* _Task requirements_: Output, as a numbered list with blank lines omitted, the part of the material that opens with the line containing "the man's knee." and closes with the line containing "pixel 44 25", both included.

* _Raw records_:
──────

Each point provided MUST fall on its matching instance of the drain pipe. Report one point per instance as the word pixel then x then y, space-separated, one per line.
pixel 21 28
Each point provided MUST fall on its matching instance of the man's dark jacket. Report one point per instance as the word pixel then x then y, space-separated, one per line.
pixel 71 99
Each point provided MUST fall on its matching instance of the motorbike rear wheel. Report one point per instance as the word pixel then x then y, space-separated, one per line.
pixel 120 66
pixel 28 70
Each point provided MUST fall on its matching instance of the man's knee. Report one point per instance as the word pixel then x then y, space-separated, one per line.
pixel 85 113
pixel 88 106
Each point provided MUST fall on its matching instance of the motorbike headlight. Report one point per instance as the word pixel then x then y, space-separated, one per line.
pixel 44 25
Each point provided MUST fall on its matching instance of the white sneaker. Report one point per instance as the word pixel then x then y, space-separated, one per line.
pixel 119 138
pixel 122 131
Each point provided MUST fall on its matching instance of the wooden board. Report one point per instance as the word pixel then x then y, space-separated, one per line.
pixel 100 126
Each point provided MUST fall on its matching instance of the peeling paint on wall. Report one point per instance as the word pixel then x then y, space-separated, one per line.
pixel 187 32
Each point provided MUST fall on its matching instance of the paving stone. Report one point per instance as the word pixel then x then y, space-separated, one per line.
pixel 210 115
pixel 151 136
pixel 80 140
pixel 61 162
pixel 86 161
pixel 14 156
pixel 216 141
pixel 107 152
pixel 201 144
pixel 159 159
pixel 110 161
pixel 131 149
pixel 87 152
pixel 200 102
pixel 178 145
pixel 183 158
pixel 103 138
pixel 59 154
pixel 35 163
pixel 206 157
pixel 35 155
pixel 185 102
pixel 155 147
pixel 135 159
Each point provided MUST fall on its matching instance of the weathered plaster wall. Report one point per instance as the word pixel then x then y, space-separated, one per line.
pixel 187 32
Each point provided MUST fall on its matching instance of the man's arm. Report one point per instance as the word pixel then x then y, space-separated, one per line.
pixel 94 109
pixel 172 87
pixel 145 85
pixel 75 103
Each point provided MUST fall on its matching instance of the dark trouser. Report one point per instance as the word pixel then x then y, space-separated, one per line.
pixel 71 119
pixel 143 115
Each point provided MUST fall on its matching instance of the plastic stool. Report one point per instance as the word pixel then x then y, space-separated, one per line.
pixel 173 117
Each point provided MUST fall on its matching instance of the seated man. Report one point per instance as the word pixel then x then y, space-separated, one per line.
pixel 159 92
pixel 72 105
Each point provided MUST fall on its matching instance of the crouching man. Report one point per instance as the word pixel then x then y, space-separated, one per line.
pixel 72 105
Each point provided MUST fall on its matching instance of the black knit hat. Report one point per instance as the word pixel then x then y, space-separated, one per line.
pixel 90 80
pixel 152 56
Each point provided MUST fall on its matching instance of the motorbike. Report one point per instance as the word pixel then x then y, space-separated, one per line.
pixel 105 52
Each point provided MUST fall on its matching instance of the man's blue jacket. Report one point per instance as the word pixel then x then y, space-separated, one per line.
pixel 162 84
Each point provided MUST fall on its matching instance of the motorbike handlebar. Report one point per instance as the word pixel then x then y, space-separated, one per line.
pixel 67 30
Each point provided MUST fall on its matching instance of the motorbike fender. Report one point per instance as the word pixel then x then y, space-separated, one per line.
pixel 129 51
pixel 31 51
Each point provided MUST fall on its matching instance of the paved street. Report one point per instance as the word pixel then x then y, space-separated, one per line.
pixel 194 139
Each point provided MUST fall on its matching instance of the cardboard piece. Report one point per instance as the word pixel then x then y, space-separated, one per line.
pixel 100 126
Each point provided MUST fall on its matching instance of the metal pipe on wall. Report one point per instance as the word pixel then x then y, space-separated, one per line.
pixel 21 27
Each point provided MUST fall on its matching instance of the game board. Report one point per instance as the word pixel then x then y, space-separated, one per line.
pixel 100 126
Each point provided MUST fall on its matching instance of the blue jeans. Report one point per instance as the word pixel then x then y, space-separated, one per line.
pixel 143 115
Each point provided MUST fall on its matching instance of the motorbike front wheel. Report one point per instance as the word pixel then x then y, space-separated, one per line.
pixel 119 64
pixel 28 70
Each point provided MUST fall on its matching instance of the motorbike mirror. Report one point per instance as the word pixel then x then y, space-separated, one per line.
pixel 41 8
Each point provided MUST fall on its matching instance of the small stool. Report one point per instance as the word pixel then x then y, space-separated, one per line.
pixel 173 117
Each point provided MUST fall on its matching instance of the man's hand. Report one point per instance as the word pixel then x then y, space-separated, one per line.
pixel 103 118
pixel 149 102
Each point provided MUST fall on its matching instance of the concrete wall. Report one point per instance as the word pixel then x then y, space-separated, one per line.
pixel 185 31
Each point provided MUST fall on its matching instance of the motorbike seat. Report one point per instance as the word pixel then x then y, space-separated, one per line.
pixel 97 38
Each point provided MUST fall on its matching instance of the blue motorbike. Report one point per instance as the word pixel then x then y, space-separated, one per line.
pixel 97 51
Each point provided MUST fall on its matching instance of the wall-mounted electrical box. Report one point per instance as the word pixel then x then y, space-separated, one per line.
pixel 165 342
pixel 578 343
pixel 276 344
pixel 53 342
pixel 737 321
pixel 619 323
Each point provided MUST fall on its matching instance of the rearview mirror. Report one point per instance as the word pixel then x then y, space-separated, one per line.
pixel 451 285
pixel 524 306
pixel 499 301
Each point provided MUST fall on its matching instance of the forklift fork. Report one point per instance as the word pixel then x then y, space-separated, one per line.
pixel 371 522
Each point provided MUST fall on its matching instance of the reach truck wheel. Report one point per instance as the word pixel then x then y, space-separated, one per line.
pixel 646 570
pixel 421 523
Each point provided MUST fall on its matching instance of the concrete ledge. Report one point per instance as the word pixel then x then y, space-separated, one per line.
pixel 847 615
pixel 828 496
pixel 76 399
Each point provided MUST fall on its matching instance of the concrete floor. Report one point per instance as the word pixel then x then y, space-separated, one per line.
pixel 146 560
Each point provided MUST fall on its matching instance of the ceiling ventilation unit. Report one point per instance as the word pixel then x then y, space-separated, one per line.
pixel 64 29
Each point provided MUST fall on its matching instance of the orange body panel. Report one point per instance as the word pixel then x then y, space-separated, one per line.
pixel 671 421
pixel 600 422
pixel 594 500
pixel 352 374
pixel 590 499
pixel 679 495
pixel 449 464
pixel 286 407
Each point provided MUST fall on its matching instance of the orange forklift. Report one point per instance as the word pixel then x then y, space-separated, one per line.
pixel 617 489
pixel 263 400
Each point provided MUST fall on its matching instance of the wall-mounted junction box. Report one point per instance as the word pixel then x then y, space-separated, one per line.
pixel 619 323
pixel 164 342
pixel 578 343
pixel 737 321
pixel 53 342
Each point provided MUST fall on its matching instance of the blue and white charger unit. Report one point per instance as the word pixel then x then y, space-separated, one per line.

──────

* _Answer below_:
1. Each point provided MUST fall on its matching instance of the man's knee. Report one point per instance as the word pixel then x then y, space-separated, one per line.
2. pixel 85 113
3. pixel 88 106
4. Each point provided MUST fall on its matching instance of the motorbike headlight. Report one point per instance as the word pixel then x then y, space-separated, one per line.
5. pixel 44 25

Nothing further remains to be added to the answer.